* Provided information
-=-=-=-=-

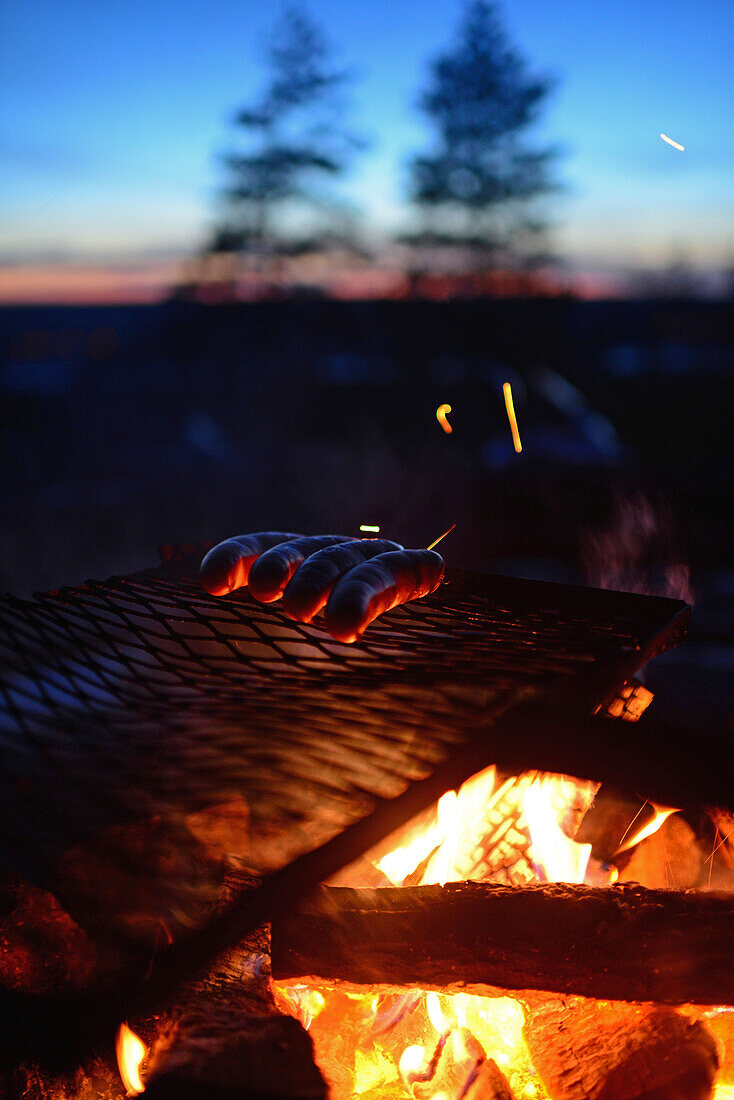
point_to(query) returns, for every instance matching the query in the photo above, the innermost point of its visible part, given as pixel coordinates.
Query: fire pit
(179, 768)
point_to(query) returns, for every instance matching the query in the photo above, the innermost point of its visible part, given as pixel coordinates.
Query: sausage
(310, 585)
(228, 564)
(274, 569)
(376, 585)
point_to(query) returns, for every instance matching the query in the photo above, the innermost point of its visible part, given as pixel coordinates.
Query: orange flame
(131, 1051)
(660, 814)
(560, 858)
(510, 405)
(441, 414)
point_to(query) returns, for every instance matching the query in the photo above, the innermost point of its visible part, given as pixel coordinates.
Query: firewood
(591, 1051)
(223, 1033)
(210, 1046)
(623, 943)
(462, 1069)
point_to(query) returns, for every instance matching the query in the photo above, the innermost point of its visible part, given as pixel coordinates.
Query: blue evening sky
(114, 111)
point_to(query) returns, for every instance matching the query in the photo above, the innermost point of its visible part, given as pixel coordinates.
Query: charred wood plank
(619, 943)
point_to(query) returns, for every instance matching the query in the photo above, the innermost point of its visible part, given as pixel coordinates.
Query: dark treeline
(473, 193)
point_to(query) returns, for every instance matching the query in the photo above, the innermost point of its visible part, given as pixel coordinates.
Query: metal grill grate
(143, 699)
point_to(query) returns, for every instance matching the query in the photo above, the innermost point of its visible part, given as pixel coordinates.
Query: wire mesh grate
(144, 699)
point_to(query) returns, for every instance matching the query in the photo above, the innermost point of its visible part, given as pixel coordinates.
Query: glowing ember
(436, 541)
(660, 814)
(384, 1042)
(131, 1052)
(441, 414)
(413, 1063)
(674, 143)
(510, 405)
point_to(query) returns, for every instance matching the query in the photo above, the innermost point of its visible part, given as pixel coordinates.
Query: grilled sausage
(228, 564)
(310, 586)
(274, 569)
(376, 585)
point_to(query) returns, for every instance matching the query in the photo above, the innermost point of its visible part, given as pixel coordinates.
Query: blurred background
(247, 252)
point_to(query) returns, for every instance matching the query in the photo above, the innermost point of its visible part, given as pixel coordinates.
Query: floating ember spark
(436, 541)
(131, 1051)
(660, 814)
(507, 391)
(441, 414)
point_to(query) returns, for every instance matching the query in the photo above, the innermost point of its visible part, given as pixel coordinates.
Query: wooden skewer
(436, 541)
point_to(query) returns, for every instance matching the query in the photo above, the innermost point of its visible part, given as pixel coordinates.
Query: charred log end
(623, 1051)
(208, 1052)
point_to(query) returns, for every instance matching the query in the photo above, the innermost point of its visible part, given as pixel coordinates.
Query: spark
(659, 815)
(436, 541)
(441, 414)
(507, 391)
(131, 1052)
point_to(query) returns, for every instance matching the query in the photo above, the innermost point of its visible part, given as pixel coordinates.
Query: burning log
(619, 943)
(587, 1051)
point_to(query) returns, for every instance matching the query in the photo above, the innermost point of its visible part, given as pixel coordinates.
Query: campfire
(460, 1034)
(490, 926)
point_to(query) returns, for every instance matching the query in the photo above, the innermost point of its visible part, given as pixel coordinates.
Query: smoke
(635, 551)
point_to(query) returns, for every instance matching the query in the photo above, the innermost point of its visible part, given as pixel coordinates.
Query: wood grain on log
(587, 1051)
(619, 943)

-=-=-=-=-

* About this exercise
Restate all entries above exactly, but not the images.

* Output of the exercise
point_to(query) returns, for every instance matching the query in the photo above, the innermost point of its visible part, given as pixel coordinates.
Query: fire pit
(179, 768)
point_to(query) returns, for every instance matching the query in the photo above, the innermost point of its visible part, given as pixel coordinates.
Query: sausage
(310, 585)
(228, 564)
(274, 569)
(376, 585)
point_to(query) returns, for every instance matching the query in the photo above, the innermost point of its visible part, given as pixel coordinates.
Query: orange flame
(131, 1051)
(660, 814)
(560, 858)
(510, 405)
(441, 414)
point_to(query) returns, for every instance matching the query in the photo above, the innermost point of its visible part, given as pixel coordinates.
Query: firewood
(591, 1051)
(223, 1033)
(210, 1046)
(623, 943)
(462, 1069)
point_to(query) returns, for every instance matching the query in the photo above, the innermost point of its visible part, given as pixel coordinates.
Query: blue evening sky
(114, 111)
point_to(query) returns, for every instance matching the query in the photo above, the innermost point of its visible part, given as pixel coordinates.
Query: charred wood plank
(619, 943)
point_to(query) returns, for every instance matching the query in the photo above, the innermost point of its visible part, given as pixel coordinates.
Query: dark treeline
(473, 193)
point_to(query) returns, for every instance matching the query in the photo above, the innermost point of its visible part, given as pixel coordinates.
Query: metal grill grate
(143, 699)
point_to(query) returns, for every instance matching the query in the photo above, the innermost point of its visible part, given as pixel coordinates.
Query: wire mesh grate
(144, 699)
point_to(query) returns, for every instance matching the query in the photo above, the innermost point of its visible part, given as pixel coordinates.
Query: glowing ember
(436, 541)
(660, 814)
(384, 1042)
(131, 1052)
(441, 414)
(413, 1063)
(674, 143)
(510, 405)
point_to(query) returns, for every instance matching the query in the photo above, the innermost point of its visible part, given as pixel coordinates.
Query: grilled sausage
(228, 564)
(310, 586)
(274, 569)
(376, 585)
point_to(query) returns, for every instance matching the query in the photo above, the innermost point of its visible part, given as pixel coordinates.
Query: blurred background
(247, 252)
point_to(query) returns, for every instance matching the query in the photo above, the innermost point of its visible part, given as pixel coordinates.
Query: floating ember spark
(436, 541)
(131, 1051)
(660, 814)
(507, 391)
(441, 414)
point_to(query) returns, for every instance matching the query in the photo above, the innermost point of its visible part, given as pixel coordinates.
Query: wooden skewer
(436, 541)
point_to(query) returns, for every instance matching the query in the photo above, the innermost point of its visible part, given as pixel coordinates.
Query: charred log end
(623, 1051)
(208, 1052)
point_to(query) returns, for every instance matching the query in the photo above, the innermost point of its visible part, given as pixel coordinates.
Query: spark
(659, 815)
(436, 541)
(441, 414)
(507, 391)
(131, 1052)
point_to(query) returns, for every instance matching the query in the photo above, the innermost point of its visible part, given as pixel coordinates.
Query: burning log
(619, 943)
(587, 1051)
point_to(query) returns, for every instance matching the query in the photo above, the innermost point of its visible part, given as pixel coordinates.
Query: campfire
(460, 1034)
(490, 926)
point_to(query) returns, for every instance matching the query in the photo above, the innermost point of its visible part, given as pixel coordinates.
Query: smoke
(635, 551)
point_to(query) returns, for every instance matching the query in the photo above, the innermost point of its visible part, given as pixel coordinates.
Query: wood grain on log
(587, 1051)
(619, 943)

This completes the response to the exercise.